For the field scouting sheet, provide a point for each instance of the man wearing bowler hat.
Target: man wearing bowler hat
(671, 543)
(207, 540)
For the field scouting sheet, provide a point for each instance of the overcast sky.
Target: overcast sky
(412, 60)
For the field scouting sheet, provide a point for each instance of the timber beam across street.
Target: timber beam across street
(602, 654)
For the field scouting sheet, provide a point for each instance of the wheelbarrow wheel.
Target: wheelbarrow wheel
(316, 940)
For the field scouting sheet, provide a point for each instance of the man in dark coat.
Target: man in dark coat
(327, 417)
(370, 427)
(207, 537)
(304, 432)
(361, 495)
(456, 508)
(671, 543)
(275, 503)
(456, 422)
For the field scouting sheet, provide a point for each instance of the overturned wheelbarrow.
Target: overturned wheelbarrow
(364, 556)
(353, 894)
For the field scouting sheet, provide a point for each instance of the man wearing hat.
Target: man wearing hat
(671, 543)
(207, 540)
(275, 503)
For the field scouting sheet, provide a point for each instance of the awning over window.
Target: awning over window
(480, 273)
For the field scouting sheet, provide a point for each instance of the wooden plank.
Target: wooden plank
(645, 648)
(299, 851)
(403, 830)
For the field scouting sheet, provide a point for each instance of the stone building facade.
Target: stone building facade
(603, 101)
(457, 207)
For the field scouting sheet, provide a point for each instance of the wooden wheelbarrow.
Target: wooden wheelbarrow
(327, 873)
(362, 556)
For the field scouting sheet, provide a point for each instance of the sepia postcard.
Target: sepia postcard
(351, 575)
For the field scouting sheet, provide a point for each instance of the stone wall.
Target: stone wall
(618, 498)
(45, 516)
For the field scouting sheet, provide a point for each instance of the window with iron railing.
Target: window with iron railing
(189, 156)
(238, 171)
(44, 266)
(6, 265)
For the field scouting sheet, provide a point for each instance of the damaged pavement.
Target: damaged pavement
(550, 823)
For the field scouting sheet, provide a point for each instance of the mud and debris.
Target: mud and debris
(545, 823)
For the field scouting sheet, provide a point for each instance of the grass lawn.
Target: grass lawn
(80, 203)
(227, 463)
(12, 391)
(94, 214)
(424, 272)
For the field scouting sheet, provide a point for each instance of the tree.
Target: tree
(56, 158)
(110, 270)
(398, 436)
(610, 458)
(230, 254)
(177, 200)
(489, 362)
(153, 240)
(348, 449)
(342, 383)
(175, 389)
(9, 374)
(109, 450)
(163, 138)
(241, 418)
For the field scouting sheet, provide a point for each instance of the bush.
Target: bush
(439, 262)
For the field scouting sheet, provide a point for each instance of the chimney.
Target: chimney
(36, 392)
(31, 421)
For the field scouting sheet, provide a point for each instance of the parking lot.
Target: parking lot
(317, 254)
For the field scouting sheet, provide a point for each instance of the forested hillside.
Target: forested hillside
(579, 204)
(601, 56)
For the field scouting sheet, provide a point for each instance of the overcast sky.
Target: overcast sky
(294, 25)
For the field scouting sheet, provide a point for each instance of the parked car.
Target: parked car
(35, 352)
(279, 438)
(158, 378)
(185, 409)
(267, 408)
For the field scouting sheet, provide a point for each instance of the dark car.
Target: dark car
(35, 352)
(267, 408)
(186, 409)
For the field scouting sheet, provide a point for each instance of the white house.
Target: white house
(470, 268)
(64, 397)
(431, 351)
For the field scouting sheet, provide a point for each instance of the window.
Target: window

**Problem requirements**
Word for word, write out each record shown above.

**Worked solution**
For the field scouting sheet, provide a point for each instance of the man wearing bowler hat.
Target: man wearing bowler hat
(671, 543)
(207, 540)
For the field scouting sheet, provide a point for each instance of the overcast sky.
Target: overcast sky
(412, 60)
For the field scouting sheet, provide a point for each instance of the timber beam across street.
Target: timber beam across street
(602, 654)
For the field scouting sheet, provide a point for each instance of the wheelbarrow wheel.
Target: wheelbarrow wheel
(316, 940)
For the field scouting sheet, provide a point for each instance of the man in dark coat.
Target: man in dark coat
(327, 417)
(370, 427)
(207, 537)
(304, 432)
(361, 495)
(456, 508)
(671, 543)
(275, 503)
(456, 422)
For the field scouting sheet, provide a point for each instance of the overturned wheelbarrow.
Target: overturned wheelbarrow
(364, 556)
(353, 894)
For the field scouting sheet, provide a point for each instance of the man wearing hat.
Target: man wearing hat
(671, 543)
(207, 540)
(275, 503)
For the field scouting sheet, provide a point for each instance of the awning over window.
Target: awning over window
(480, 273)
For the field scouting sheet, provide a point for each instance of the wooden plank.
Target: wooden plank
(645, 648)
(299, 851)
(403, 830)
For the field scouting sheet, provide a point for each instance of the stone building facade.
Target: stone building facade
(603, 101)
(457, 207)
For the field scouting sheet, provide a point for each instance of the wooden wheelbarrow.
Target: wooden wheelbarrow
(327, 873)
(362, 556)
For the field scouting sheet, provide a point for each instance of the sepia postcard.
Target: sepia postcard
(351, 575)
For the field scouting sheet, provide a point for each instance of the stone wall.
Target: stone wall
(618, 498)
(45, 516)
For the field scouting sheet, provide a point for each instance of the window with iron railing.
Target: window with iron railing
(189, 156)
(238, 171)
(44, 266)
(6, 265)
For the field scouting sheet, provide a point for each instance of the damaged pavement.
Target: damaged pavement
(550, 823)
For the field scouting sheet, provide a point for each instance of the mud and debris.
Target: mud and debris
(545, 823)
For the field scouting sheet, provide a point for each instance of the grass lawn.
Target: grass lawn
(80, 203)
(227, 463)
(12, 391)
(94, 214)
(424, 272)
For the field scouting sheet, provide a point for each instance of the tree.
Target: tree
(56, 158)
(110, 270)
(398, 436)
(610, 458)
(230, 254)
(177, 200)
(489, 362)
(153, 240)
(348, 449)
(342, 383)
(175, 389)
(9, 374)
(109, 450)
(163, 138)
(241, 418)
For the field scouting sheet, provide a point for each instance of the bush.
Target: bush
(439, 262)
For the field scouting sheet, provide a point for each instance of the chimney.
Target: chimney
(36, 392)
(31, 421)
For the field scouting sheet, provide a point for each instance of the parking lot.
Target: parking lot
(317, 254)
For the field scouting sheet, provide a point for each instance of the forested hillside.
Target: forested hillside
(579, 204)
(601, 56)
For the field scouting sheet, provide a point for each instance of the overcast sky.
Target: overcast sky
(294, 25)
For the field scouting sheet, provide a point for each instance of the parked car.
Target: parked car
(35, 352)
(279, 438)
(158, 378)
(185, 409)
(267, 408)
For the field scouting sheet, provide a point for each instance of the dark car.
Target: dark car
(35, 352)
(267, 408)
(186, 409)
For the field scouting sheet, provide a point for each instance of the white house.
Target: white house
(470, 268)
(64, 397)
(431, 351)
For the field scouting sheet, provide a point for each instance of the window.
Target: window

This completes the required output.